REQUIRED ACTION:
Copy each line of the records below that mentions the word "gets".

───── DATASET ENTRIES ─────

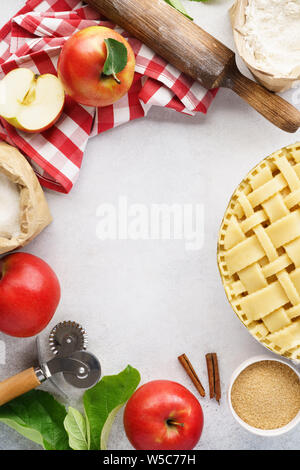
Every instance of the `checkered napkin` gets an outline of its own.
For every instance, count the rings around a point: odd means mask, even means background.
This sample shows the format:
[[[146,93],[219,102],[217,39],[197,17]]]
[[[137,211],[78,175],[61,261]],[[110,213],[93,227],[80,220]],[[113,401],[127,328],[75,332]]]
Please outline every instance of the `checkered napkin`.
[[[0,31],[0,78],[16,67],[55,74],[66,39],[92,25],[116,29],[130,42],[136,55],[136,73],[128,94],[104,108],[81,106],[67,97],[59,121],[39,134],[18,131],[0,119],[0,138],[27,156],[43,186],[64,193],[78,178],[90,137],[145,116],[152,105],[189,115],[206,113],[216,94],[78,0],[28,0]]]

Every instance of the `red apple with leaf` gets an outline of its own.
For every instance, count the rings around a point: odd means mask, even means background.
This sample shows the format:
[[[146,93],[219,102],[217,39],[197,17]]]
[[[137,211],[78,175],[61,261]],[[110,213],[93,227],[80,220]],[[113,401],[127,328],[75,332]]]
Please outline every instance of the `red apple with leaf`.
[[[42,331],[60,300],[59,281],[42,259],[13,253],[0,259],[0,331],[28,337]]]
[[[110,28],[90,26],[65,42],[58,76],[78,103],[108,106],[127,93],[134,67],[134,52],[123,36]]]
[[[203,413],[199,401],[183,385],[154,380],[129,399],[124,426],[137,450],[191,450],[202,433]]]

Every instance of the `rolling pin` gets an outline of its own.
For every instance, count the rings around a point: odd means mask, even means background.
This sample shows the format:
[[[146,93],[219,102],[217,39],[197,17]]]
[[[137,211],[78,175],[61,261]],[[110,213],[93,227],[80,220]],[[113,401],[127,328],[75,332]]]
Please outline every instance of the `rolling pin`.
[[[275,126],[300,127],[300,112],[240,73],[235,53],[164,0],[86,0],[207,89],[230,88]]]

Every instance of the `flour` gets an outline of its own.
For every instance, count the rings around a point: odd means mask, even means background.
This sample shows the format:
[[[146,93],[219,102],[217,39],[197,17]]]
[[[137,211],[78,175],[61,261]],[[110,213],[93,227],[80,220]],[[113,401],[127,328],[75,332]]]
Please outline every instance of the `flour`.
[[[300,68],[300,0],[249,0],[241,33],[256,64],[278,77]]]
[[[20,234],[20,191],[0,172],[0,236]]]

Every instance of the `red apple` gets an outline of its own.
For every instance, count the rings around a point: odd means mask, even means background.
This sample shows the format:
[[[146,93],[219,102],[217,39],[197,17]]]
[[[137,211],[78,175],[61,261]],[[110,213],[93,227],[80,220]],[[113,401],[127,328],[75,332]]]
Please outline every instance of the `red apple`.
[[[59,300],[58,279],[45,261],[27,253],[0,259],[0,331],[36,335],[53,317]]]
[[[105,39],[115,39],[127,49],[127,64],[116,77],[103,75],[108,56]],[[127,93],[134,67],[134,52],[123,36],[110,28],[90,26],[65,42],[57,71],[66,93],[75,101],[87,106],[108,106]]]
[[[154,380],[129,399],[124,426],[137,450],[191,450],[202,433],[203,413],[198,400],[183,385]]]

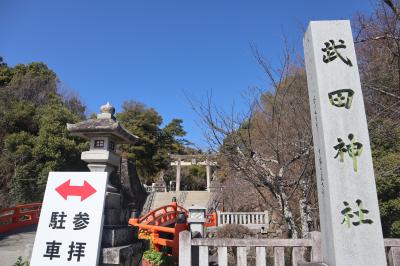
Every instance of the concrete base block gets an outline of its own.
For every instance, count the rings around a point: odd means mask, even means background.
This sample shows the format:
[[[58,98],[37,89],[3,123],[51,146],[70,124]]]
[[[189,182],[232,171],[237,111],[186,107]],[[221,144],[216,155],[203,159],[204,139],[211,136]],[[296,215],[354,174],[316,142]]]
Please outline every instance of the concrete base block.
[[[105,209],[121,209],[121,194],[106,192]]]
[[[142,252],[141,242],[127,246],[102,248],[100,254],[100,266],[138,265],[142,257]]]
[[[103,237],[101,240],[101,246],[106,247],[117,247],[128,245],[134,242],[137,230],[131,226],[121,227],[107,227],[103,229]]]

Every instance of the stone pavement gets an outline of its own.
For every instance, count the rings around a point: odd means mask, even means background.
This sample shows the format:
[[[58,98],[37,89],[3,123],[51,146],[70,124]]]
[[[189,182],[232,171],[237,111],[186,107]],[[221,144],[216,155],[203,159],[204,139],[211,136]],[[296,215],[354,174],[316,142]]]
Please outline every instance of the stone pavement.
[[[12,266],[19,256],[29,260],[35,242],[36,226],[25,227],[13,233],[0,234],[0,265]]]

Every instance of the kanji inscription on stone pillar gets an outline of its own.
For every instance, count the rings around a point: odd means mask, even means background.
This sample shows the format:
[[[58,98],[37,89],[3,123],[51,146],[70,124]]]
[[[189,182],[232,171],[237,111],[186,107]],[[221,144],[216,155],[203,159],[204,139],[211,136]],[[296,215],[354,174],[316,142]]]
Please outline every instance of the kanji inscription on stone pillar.
[[[304,57],[323,260],[330,266],[386,265],[350,22],[310,22]]]

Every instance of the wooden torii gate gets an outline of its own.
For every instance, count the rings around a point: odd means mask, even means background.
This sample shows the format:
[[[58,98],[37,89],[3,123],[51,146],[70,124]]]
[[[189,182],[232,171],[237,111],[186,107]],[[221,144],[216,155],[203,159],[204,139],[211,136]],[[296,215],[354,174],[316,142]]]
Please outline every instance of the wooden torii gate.
[[[216,154],[196,154],[196,155],[178,155],[170,154],[170,158],[175,160],[171,163],[172,166],[176,166],[176,191],[180,191],[181,186],[181,167],[191,165],[205,165],[207,173],[207,191],[210,191],[211,183],[211,166],[217,165],[217,162],[213,161]],[[188,161],[190,160],[190,161]]]

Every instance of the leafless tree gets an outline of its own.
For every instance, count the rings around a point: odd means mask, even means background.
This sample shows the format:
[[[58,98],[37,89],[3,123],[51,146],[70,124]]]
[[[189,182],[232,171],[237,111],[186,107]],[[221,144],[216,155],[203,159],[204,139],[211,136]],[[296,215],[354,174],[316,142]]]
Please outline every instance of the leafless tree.
[[[289,49],[280,68],[271,67],[257,48],[252,50],[270,86],[267,91],[251,90],[248,112],[224,112],[211,96],[201,103],[192,101],[192,106],[207,128],[210,147],[259,195],[265,197],[264,190],[273,195],[272,206],[288,235],[298,238],[308,233],[316,203],[305,72]]]
[[[395,147],[400,130],[399,3],[380,0],[372,15],[359,15],[354,24],[372,148]],[[398,164],[382,167],[386,161],[375,160],[374,164],[378,178],[400,169]]]
[[[374,14],[359,15],[354,23],[370,127],[377,118],[400,117],[399,5],[392,0],[377,5]]]

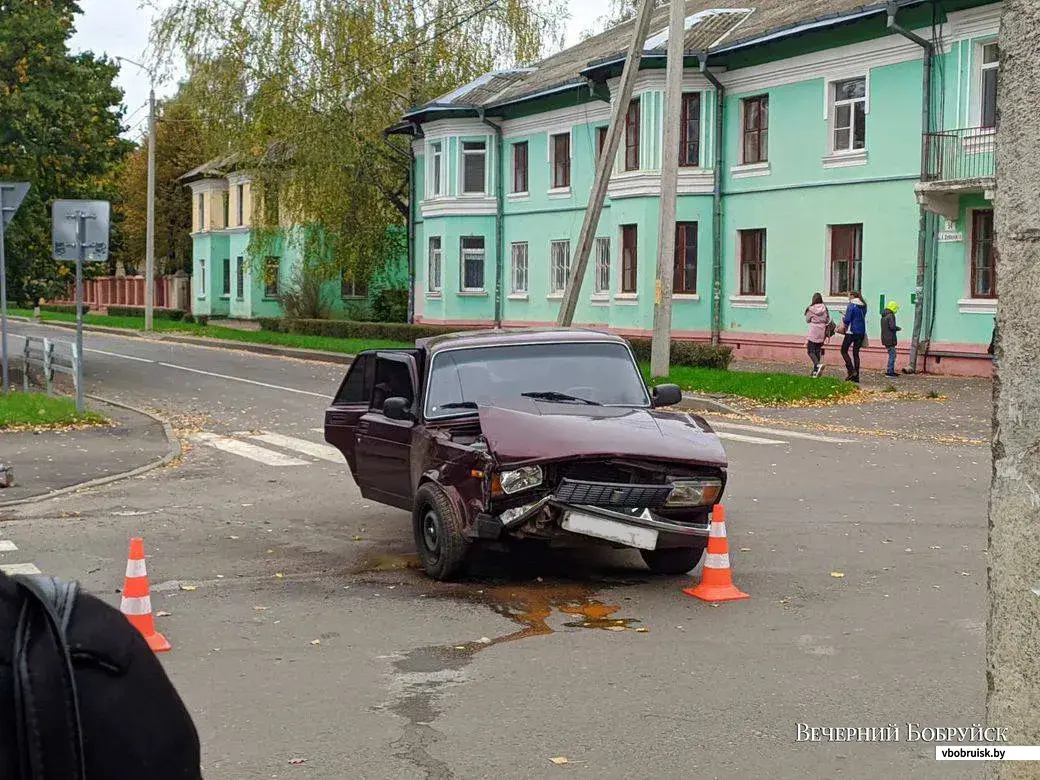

─────

EXERCISE RESULT:
Every instance of the `checkered napkin` gets an outline of its own.
Every instance of the `red apple with leaf` gets an outline of its own.
Every instance of the `rolling pin` gets an outline of its own.
Every instance of the `flour` gets an outline of its own.
Every instance of the `red apple` gets an outline of its own.
Every instance of the concrete base block gets an outline of its own.
Every instance of the stone pavement gets an outline of its own.
Every instance of the kanji inscription on stone pillar gets an outline of its own.
Every instance of the wooden torii gate gets an outline of its own.
Every instance of the leafless tree gets an outline of its own.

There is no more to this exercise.